__Written exercise__: Put the lines below into a numbered list, beginning with the line that contains "Find the ceiling" and running through the last of the items. Leave out any blank lines.

__Entries provided__:

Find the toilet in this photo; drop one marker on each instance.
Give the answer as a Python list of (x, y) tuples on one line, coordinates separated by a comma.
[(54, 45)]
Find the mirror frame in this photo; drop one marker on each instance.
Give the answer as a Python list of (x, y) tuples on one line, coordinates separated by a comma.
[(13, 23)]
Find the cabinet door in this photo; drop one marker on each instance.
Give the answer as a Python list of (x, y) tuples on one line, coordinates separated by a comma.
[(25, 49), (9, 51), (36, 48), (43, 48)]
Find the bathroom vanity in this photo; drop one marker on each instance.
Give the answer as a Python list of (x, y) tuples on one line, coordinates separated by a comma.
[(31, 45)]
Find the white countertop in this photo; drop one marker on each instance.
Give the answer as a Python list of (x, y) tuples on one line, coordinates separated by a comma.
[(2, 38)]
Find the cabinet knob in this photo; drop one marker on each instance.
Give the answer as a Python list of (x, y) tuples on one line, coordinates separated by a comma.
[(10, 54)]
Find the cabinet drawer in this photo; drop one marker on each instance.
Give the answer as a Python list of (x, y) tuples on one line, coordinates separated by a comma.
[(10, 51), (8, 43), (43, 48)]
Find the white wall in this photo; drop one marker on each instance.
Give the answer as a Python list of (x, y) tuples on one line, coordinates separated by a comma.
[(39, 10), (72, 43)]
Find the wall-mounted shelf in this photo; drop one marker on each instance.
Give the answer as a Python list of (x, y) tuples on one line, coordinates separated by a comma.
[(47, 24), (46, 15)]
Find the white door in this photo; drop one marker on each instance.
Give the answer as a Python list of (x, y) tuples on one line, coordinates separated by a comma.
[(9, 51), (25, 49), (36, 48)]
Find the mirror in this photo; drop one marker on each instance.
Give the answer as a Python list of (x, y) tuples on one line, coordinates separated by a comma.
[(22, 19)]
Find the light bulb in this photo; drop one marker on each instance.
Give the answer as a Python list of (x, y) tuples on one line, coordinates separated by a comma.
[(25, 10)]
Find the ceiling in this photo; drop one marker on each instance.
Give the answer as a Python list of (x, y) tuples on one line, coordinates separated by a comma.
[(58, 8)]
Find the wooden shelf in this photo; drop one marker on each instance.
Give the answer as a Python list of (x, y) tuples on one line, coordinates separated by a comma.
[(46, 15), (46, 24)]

__Problem solution__:
1. Find the ceiling in this photo; drop one marker on each instance.
2. Give the answer as a Python list of (x, y) tuples on one line, coordinates separated by a comma.
3. [(58, 8)]
4. Find the wooden shelf in this photo; drop one marker on each instance.
5. Give the answer as a Python list of (x, y) tuples on one line, coordinates separated by a comma.
6. [(46, 15), (46, 24)]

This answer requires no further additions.